**Что требуется**
1 – Скопируйте из приведённого ниже текста об экономическом неравенстве отрывок от «Итак, здесь сталкиваются» до «которая кажется очевидной.».
2 – Кто и в каком году, согласно тексту об экономическом неравенстве, впервые открыл распределение, при котором около 80 % доходов и собственности приходится примерно на 20 % населения?
3 – Назовите всех людей, которые упоминаются по имени в тексте об экономическом неравенстве.

**Источник**
☆ ☆ ☆

Итак, здесь сталкиваются экономика и мораль, вопрос о благосостоянии и вопрос о справедливости. С распределением собственности и обязательств дело обстоит так же, как с футбольным матчем, который на другое утро становится темой обсуждения всего города. У каждого на этот счёт своё мнение, но правда события лежит на поле – не поддающаяся формулировкам и постижению – и ускользает от всех слов и всякой логики. Гораздо проще сойтись в оценке того, чего не было, чем фактически произошедшего. И как в случае с футбольным матчем, молчать об этом не получится, поскольку распределение, справедливость и благосостояние имеют связь, которая кажется очевидной.
Вначале надо зафиксировать, что экономическое неравенство само по себе не предосудительно. Речь идёт (насколько это вообще поддаётся описанию) о более естественном состоянии, чем состояние равенства. Люди стараются заработать денег и по возможности иметь их больше, чем имеют другие. Некоторые в этом более талантливы, чем остальные, или, может, серьёзнее относятся к делу, и результатом становится неравное распределение, как в коктейльном бокале. Приблизительно на 20 % населения приходится около 80 % доходов и собственности. Это распределение, впервые открытое в 1900 году Вильфредо Парето, на удивление постоянно во всех культурах и эпохах, оно и в сегодняшней Германии такое же, как в Италии XIX века и в кальвинистской Женеве, и немногие попытки всерьёз его изменить – в ту или иную сторону – почти всегда плохо кончались. Соотношение настолько устойчиво, что даже в точках экстремума картина такая: трое ныне богатейших людей – Карлос Слим, Уоррен Баффет и Билл Гейтс – вместе имеют приблизительно столько же, сколько следующие за ними семеро. Так ли выглядит естественное состояние?

☆ ☆ ☆

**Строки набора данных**
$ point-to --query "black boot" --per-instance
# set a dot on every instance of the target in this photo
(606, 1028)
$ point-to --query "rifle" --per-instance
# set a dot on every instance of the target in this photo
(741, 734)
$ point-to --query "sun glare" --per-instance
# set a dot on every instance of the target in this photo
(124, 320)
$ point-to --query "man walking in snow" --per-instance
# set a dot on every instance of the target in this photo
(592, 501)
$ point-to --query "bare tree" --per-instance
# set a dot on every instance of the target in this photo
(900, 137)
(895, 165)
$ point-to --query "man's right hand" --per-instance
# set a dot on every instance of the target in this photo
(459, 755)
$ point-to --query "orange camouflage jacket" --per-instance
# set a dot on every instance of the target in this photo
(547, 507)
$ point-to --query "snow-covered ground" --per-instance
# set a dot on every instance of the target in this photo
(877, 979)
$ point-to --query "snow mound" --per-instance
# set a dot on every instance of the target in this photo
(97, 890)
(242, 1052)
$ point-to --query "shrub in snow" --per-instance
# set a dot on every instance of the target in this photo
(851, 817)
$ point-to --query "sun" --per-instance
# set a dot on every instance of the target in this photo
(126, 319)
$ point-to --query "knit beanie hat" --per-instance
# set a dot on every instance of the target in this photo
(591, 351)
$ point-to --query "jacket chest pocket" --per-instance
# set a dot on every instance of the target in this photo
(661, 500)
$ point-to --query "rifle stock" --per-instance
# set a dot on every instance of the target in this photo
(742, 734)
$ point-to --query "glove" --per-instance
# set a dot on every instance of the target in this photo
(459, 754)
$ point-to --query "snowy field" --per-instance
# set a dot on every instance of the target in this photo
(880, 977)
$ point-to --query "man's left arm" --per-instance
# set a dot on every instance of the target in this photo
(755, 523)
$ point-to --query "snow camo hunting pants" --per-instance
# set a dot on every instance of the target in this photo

☆ ☆ ☆

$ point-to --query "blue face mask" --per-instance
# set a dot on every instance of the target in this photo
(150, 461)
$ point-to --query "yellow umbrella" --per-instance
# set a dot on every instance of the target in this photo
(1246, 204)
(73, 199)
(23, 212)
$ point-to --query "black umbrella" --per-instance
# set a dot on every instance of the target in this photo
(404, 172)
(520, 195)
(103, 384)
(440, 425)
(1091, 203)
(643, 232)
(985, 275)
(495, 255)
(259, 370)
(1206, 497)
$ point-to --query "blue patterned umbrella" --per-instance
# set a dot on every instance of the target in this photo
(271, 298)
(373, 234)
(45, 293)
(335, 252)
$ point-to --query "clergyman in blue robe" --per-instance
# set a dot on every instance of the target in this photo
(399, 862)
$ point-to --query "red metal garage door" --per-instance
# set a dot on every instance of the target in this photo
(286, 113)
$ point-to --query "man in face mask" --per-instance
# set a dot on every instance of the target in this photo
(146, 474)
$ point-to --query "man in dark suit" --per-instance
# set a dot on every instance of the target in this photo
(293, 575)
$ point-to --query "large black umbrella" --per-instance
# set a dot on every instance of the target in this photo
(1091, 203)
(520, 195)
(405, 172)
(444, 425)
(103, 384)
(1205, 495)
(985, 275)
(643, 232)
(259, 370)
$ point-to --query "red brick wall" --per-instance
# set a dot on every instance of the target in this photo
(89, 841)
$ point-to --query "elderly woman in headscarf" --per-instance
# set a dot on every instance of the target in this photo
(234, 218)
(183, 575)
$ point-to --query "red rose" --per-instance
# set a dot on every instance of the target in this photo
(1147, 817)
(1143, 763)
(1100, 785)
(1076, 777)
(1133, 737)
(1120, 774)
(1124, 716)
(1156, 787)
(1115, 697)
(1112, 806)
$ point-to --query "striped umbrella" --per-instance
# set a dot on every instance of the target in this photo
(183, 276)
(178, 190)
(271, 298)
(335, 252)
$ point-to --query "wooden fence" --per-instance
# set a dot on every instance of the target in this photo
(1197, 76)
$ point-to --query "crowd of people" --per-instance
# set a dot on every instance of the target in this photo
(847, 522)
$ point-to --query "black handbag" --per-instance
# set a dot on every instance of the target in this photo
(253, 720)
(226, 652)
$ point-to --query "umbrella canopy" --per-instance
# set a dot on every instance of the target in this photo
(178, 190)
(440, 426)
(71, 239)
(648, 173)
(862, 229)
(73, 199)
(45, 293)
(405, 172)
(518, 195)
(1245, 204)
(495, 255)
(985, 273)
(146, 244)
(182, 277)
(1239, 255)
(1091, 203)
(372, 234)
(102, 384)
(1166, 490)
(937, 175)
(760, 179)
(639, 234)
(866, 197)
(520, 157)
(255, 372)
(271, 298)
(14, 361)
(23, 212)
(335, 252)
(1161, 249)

☆ ☆ ☆

**Итоговые результаты**
1 –
Итак, здесь сталкиваются экономика и мораль, вопрос о благосостоянии и вопрос о справедливости. С распределением собственности и обязательств дело обстоит так же, как с футбольным матчем, который на другое утро становится темой обсуждения всего города. У каждого на этот счёт своё мнение, но правда события лежит на поле – не поддающаяся формулировкам и постижению – и ускользает от всех слов и всякой логики. Гораздо проще сойтись в оценке того, чего не было, чем фактически произошедшего. И как в случае с футбольным матчем, молчать об этом не получится, поскольку распределение, справедливость и благосостояние имеют связь, которая кажется очевидной.

2 – Вильфредо Парето в 1900 году.

3 – Вильфредо Парето, Карлос Слим, Уоррен Баффет, Билл Гейтс.